---- Record excerpts

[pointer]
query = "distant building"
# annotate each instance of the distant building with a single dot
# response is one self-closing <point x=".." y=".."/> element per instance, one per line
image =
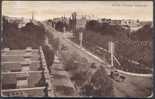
<point x="131" y="23"/>
<point x="81" y="23"/>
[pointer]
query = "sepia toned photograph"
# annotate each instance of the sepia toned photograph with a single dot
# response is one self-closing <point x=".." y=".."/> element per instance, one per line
<point x="77" y="49"/>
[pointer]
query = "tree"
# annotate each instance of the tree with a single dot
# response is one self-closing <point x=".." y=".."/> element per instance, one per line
<point x="100" y="84"/>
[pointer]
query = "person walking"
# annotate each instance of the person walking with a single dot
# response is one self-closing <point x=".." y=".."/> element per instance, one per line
<point x="49" y="56"/>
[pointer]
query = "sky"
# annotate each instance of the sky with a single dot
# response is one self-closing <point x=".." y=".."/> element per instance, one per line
<point x="142" y="10"/>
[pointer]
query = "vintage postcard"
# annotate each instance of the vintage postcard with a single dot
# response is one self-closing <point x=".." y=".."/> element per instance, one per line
<point x="77" y="49"/>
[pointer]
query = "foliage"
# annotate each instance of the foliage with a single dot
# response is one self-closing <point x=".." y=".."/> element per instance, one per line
<point x="16" y="38"/>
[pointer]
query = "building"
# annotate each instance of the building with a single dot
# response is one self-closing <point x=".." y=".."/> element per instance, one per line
<point x="130" y="23"/>
<point x="24" y="73"/>
<point x="81" y="22"/>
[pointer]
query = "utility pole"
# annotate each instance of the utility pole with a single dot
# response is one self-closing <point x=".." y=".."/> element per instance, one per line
<point x="111" y="51"/>
<point x="32" y="16"/>
<point x="81" y="38"/>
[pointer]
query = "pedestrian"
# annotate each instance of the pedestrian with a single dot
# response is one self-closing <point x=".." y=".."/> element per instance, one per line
<point x="49" y="56"/>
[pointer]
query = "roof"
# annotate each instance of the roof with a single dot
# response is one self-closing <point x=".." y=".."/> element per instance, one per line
<point x="61" y="73"/>
<point x="64" y="82"/>
<point x="9" y="79"/>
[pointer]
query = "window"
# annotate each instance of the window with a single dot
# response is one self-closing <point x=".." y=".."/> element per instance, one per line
<point x="25" y="68"/>
<point x="22" y="82"/>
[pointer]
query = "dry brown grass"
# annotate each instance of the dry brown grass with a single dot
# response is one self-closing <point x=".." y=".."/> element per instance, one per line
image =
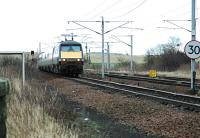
<point x="26" y="115"/>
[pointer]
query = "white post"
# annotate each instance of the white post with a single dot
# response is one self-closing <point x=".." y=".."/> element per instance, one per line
<point x="131" y="52"/>
<point x="102" y="68"/>
<point x="193" y="35"/>
<point x="108" y="54"/>
<point x="23" y="69"/>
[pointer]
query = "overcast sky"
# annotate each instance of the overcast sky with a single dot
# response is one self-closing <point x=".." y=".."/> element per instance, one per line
<point x="25" y="23"/>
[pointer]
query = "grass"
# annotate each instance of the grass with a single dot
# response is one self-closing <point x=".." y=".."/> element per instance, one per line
<point x="28" y="110"/>
<point x="114" y="58"/>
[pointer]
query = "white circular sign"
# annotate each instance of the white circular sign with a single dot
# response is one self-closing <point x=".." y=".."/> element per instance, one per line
<point x="192" y="49"/>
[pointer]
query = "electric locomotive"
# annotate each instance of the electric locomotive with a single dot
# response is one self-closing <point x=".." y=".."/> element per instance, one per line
<point x="65" y="58"/>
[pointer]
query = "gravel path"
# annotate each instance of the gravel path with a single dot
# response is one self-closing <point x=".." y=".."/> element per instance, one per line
<point x="146" y="115"/>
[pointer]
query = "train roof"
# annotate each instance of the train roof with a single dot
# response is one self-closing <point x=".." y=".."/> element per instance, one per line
<point x="70" y="42"/>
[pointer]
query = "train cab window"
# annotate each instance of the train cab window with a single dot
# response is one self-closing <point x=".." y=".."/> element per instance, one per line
<point x="70" y="48"/>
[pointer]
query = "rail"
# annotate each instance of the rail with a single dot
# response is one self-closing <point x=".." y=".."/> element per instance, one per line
<point x="185" y="101"/>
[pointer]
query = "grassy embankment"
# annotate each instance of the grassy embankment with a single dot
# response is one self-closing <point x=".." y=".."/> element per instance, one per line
<point x="28" y="110"/>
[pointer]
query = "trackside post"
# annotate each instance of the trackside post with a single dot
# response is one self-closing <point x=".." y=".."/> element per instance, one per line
<point x="4" y="90"/>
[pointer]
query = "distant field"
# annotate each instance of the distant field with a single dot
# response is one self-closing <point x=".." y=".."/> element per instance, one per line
<point x="115" y="58"/>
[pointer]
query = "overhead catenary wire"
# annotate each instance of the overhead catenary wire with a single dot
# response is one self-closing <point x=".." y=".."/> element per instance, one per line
<point x="130" y="11"/>
<point x="106" y="8"/>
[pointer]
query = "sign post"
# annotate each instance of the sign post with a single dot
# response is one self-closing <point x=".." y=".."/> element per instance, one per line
<point x="192" y="50"/>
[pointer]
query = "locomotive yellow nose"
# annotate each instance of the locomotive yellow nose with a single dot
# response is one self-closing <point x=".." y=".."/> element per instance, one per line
<point x="71" y="54"/>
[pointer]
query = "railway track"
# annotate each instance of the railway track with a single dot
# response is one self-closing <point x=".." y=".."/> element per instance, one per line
<point x="166" y="81"/>
<point x="180" y="100"/>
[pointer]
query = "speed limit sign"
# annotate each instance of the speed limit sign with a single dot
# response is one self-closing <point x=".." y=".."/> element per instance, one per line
<point x="192" y="49"/>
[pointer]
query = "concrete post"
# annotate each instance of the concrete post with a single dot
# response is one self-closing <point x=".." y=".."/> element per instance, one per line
<point x="4" y="90"/>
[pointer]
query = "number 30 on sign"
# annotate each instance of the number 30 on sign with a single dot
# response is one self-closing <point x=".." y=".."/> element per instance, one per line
<point x="192" y="49"/>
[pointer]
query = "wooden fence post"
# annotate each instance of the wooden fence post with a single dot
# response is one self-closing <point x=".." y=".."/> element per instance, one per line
<point x="4" y="90"/>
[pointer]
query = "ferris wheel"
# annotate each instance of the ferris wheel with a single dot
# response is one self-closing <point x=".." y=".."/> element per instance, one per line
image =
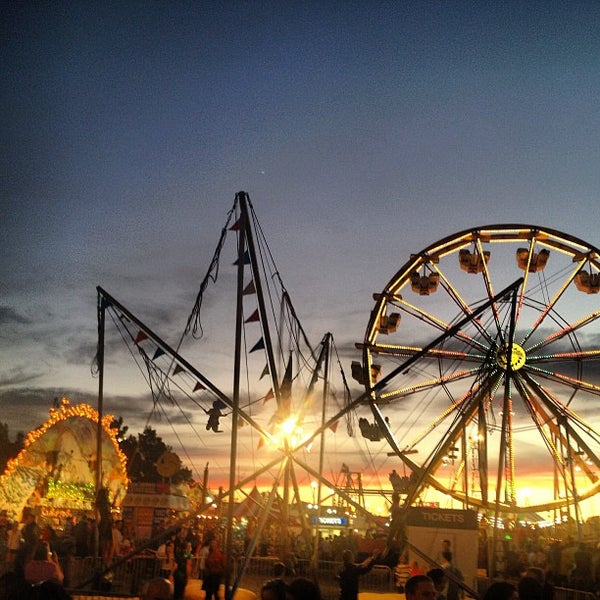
<point x="481" y="363"/>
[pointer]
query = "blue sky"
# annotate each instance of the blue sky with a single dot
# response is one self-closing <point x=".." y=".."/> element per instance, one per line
<point x="363" y="133"/>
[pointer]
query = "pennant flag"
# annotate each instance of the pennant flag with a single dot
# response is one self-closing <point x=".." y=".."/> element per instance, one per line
<point x="253" y="317"/>
<point x="246" y="259"/>
<point x="265" y="372"/>
<point x="249" y="289"/>
<point x="258" y="346"/>
<point x="140" y="337"/>
<point x="269" y="396"/>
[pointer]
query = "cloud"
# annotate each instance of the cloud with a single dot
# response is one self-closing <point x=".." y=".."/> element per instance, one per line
<point x="10" y="316"/>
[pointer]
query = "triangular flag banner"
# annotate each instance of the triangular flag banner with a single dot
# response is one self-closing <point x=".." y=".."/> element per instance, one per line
<point x="270" y="395"/>
<point x="249" y="289"/>
<point x="259" y="345"/>
<point x="246" y="259"/>
<point x="140" y="337"/>
<point x="253" y="317"/>
<point x="159" y="352"/>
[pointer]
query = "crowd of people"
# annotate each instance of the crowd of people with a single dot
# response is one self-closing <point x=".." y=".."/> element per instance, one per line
<point x="29" y="556"/>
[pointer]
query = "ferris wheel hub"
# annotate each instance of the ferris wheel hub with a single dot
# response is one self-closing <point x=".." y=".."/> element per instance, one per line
<point x="516" y="353"/>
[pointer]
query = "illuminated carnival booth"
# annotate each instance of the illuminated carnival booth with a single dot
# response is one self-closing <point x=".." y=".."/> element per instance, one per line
<point x="54" y="474"/>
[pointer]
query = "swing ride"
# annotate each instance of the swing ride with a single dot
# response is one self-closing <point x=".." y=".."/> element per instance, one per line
<point x="479" y="366"/>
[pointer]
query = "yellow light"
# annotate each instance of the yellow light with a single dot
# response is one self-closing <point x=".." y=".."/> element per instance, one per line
<point x="288" y="425"/>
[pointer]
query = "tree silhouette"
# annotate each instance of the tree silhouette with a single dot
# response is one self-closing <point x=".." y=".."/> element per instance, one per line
<point x="143" y="452"/>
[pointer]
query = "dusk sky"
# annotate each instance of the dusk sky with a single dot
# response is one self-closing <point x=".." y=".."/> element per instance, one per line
<point x="363" y="132"/>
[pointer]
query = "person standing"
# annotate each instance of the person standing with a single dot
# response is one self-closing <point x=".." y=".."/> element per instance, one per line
<point x="44" y="566"/>
<point x="402" y="573"/>
<point x="454" y="575"/>
<point x="13" y="543"/>
<point x="182" y="571"/>
<point x="349" y="575"/>
<point x="420" y="587"/>
<point x="216" y="563"/>
<point x="158" y="589"/>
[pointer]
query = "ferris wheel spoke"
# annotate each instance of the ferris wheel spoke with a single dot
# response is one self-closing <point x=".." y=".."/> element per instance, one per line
<point x="435" y="353"/>
<point x="566" y="445"/>
<point x="552" y="303"/>
<point x="559" y="410"/>
<point x="576" y="356"/>
<point x="462" y="304"/>
<point x="572" y="382"/>
<point x="489" y="287"/>
<point x="439" y="324"/>
<point x="402" y="393"/>
<point x="572" y="328"/>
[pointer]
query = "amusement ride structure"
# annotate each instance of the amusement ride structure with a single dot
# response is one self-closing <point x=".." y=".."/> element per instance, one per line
<point x="479" y="366"/>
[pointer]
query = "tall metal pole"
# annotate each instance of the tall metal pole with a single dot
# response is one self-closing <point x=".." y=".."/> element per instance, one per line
<point x="236" y="392"/>
<point x="100" y="360"/>
<point x="326" y="351"/>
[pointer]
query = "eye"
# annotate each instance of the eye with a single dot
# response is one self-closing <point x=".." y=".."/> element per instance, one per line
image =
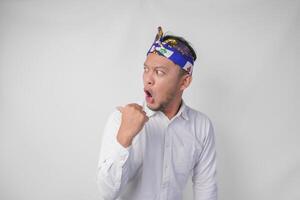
<point x="146" y="69"/>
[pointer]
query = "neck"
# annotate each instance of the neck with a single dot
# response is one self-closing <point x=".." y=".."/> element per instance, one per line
<point x="173" y="108"/>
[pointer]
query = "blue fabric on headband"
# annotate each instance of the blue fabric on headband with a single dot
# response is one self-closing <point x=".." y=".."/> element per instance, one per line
<point x="166" y="50"/>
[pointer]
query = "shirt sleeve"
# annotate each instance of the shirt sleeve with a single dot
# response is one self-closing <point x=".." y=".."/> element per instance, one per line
<point x="204" y="172"/>
<point x="117" y="164"/>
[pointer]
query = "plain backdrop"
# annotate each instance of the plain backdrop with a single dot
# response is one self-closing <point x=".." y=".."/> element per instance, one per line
<point x="65" y="65"/>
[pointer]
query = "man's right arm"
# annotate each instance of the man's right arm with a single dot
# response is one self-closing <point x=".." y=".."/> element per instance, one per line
<point x="117" y="162"/>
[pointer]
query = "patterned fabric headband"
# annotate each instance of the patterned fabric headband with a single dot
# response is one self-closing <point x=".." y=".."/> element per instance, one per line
<point x="166" y="49"/>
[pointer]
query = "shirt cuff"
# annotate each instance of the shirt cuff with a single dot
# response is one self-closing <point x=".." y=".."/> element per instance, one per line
<point x="120" y="153"/>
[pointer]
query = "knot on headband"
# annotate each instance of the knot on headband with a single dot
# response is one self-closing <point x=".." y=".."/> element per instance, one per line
<point x="167" y="49"/>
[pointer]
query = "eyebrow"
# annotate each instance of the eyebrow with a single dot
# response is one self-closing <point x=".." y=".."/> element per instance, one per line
<point x="161" y="66"/>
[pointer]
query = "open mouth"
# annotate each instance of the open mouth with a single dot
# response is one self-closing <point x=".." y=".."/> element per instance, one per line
<point x="149" y="97"/>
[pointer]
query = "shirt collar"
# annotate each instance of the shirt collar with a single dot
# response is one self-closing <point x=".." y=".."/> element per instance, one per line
<point x="182" y="111"/>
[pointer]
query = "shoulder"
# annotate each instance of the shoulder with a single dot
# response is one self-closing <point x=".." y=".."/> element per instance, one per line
<point x="202" y="123"/>
<point x="198" y="116"/>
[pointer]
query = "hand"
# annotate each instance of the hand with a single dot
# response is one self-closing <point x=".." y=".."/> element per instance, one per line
<point x="133" y="120"/>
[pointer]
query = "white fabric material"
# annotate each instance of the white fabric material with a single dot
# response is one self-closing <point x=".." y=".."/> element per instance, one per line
<point x="161" y="158"/>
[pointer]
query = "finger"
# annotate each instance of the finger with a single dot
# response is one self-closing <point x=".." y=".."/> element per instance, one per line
<point x="136" y="105"/>
<point x="120" y="108"/>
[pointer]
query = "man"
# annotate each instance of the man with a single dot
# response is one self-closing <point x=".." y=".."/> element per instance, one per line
<point x="149" y="151"/>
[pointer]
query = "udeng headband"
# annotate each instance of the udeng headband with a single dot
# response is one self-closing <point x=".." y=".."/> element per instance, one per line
<point x="166" y="50"/>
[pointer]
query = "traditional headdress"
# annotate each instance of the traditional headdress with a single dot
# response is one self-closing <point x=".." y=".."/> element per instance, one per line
<point x="167" y="49"/>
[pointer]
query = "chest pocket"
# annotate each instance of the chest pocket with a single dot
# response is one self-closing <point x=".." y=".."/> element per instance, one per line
<point x="183" y="158"/>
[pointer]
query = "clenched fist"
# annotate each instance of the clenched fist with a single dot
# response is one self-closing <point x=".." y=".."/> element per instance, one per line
<point x="133" y="120"/>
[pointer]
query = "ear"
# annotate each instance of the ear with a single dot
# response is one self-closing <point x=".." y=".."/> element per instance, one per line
<point x="187" y="79"/>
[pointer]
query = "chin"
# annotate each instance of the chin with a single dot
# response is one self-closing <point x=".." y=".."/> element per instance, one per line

--------

▶ _Assigned task_: When a line in the listing has the word "sleeve", return that line.

▶ _Problem solution_:
query = "shirt sleeve"
# annotate each instance of the shirt sleeve with a single dot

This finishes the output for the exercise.